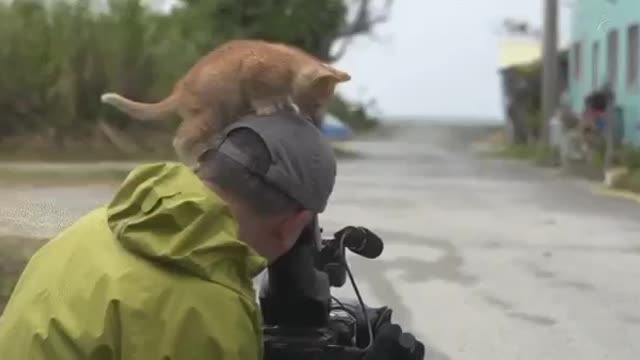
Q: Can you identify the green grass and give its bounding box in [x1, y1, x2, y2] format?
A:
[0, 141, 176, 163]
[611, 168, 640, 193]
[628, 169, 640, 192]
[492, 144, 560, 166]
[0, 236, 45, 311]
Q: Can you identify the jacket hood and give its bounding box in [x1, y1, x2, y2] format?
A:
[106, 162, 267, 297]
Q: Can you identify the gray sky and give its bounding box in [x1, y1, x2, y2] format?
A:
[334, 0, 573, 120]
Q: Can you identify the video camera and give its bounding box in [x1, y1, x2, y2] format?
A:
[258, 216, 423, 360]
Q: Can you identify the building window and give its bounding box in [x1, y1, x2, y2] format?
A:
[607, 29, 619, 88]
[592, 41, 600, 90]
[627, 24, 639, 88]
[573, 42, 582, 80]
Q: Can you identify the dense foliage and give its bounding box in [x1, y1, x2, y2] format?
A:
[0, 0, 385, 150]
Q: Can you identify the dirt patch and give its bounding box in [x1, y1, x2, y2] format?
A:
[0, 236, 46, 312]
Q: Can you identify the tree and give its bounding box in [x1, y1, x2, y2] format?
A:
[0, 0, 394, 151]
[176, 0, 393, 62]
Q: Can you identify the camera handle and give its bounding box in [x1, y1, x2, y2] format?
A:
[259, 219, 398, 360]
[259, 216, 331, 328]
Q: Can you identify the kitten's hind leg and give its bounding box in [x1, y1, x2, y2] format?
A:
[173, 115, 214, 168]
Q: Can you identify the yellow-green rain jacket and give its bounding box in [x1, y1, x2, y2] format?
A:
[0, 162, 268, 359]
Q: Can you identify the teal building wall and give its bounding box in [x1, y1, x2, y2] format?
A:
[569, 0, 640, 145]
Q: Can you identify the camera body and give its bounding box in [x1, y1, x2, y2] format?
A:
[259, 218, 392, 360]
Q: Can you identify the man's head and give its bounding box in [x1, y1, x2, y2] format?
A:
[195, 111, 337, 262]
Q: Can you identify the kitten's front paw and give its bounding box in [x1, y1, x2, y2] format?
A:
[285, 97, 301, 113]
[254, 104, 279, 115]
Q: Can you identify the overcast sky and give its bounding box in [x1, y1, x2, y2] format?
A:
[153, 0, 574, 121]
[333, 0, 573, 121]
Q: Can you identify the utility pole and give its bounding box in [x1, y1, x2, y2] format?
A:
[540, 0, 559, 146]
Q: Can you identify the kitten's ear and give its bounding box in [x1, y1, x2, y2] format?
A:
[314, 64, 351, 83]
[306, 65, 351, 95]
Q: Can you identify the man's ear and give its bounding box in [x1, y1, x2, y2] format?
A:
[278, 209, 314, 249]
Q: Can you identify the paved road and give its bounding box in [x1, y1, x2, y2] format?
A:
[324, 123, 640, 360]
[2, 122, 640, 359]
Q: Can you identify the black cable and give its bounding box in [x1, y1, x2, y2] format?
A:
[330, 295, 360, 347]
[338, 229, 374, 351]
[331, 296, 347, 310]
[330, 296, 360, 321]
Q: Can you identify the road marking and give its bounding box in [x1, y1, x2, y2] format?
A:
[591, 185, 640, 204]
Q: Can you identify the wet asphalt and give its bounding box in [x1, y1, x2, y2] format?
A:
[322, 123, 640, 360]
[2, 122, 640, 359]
----
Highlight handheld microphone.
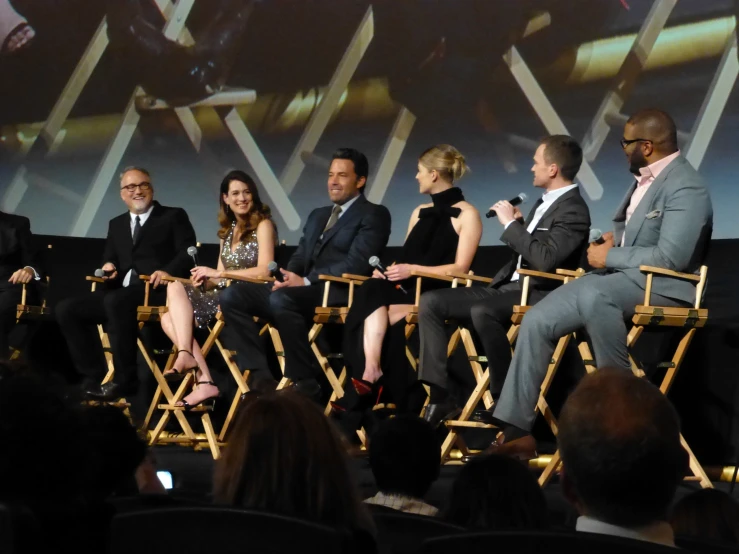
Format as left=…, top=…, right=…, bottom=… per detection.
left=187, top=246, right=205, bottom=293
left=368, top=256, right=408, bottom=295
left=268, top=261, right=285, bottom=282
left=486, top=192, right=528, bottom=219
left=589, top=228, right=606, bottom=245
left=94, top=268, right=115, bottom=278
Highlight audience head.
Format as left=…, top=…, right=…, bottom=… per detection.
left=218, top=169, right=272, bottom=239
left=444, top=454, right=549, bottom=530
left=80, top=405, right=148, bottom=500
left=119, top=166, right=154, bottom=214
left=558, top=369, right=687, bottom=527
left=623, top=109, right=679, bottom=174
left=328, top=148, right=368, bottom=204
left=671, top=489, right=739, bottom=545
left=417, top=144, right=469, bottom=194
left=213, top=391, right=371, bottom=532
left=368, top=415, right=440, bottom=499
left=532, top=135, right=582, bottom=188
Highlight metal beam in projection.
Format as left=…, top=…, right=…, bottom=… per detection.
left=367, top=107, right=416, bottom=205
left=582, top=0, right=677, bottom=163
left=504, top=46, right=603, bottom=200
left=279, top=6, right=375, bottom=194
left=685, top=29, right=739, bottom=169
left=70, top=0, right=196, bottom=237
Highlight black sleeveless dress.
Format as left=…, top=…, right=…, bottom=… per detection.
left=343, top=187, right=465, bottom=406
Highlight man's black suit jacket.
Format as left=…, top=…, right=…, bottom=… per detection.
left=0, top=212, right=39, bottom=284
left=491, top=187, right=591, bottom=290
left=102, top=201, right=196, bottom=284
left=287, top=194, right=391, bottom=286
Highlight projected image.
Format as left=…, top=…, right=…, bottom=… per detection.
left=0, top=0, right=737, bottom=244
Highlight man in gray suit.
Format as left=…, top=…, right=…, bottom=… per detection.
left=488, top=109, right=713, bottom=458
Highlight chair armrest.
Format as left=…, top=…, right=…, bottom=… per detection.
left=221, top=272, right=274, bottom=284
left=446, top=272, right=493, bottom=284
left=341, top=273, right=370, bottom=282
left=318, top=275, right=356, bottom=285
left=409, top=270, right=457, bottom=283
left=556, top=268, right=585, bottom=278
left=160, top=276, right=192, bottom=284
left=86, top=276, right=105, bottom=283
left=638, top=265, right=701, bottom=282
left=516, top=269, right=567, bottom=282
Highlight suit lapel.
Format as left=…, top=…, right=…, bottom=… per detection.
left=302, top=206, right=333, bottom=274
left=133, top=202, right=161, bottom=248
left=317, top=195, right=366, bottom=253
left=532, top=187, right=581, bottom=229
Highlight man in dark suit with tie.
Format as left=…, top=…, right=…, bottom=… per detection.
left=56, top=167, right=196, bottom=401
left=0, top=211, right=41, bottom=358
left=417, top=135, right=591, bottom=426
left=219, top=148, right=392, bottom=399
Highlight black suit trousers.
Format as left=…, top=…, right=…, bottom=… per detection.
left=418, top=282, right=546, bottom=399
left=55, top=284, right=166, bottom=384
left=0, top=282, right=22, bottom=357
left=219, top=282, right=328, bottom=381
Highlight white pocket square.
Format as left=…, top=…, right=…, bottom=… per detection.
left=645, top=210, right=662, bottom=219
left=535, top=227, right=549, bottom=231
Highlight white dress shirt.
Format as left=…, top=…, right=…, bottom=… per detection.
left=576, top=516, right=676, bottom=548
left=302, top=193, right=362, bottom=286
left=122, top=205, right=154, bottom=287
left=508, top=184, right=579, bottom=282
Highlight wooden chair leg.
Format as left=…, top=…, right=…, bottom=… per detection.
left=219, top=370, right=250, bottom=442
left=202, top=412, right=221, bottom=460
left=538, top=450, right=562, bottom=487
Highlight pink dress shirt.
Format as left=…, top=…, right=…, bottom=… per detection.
----
** EXERCISE DESCRIPTION **
Leave out every line above except those from the line with "Q: Can you identify the kitten's front" up to and including the line with "Q: Can you identify the black", and copy those exactly.

** RESPONSE **
Q: Can you identify the kitten's front paw and give its bounding box in [x1, y1, x2, y2] format?
A:
[285, 97, 301, 113]
[254, 104, 279, 115]
Q: Can you identify the overcast sky and give its bounding box in [x1, y1, x2, y2] format?
A:
[153, 0, 574, 121]
[333, 0, 573, 121]
Q: Can you identify the utility pole and give its bounding box in [x1, y1, x2, y2] format?
A:
[540, 0, 559, 146]
Q: Can you identify the kitten's ear and give its bounding box in [x1, y1, x2, y2] format?
A:
[314, 64, 351, 83]
[306, 65, 351, 95]
Q: Can you identify the man's ear and give its bounding box in [x1, y1, x2, y2] format?
A:
[278, 209, 314, 249]
Q: Can you identify the paved road and give its bounding box in [x1, y1, x2, y2] format?
A:
[324, 123, 640, 360]
[2, 122, 640, 359]
Q: Can you identify the black cable and give its bounding box in [x1, y1, x2, y2] format?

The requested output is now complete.